#### [Task details]
Write every line of the following listing exactly as it reads.

[Opening Working data section]

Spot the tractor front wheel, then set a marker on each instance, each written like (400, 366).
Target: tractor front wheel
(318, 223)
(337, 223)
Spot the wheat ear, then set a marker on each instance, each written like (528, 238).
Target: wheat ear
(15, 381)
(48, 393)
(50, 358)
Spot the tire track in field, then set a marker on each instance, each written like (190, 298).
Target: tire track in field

[Closing Working data section]

#### [Answer below]
Spot the tractor front wheel, then set a marker on each instance, each written like (400, 366).
Target: tractor front wheel
(318, 223)
(337, 223)
Spot the wheat ear, then set a marker on each instance, each written like (528, 238).
Target: wheat ear
(15, 381)
(48, 393)
(50, 358)
Spot the tire track in field, then set a marker on each instance, each written like (190, 298).
Target: tire track in field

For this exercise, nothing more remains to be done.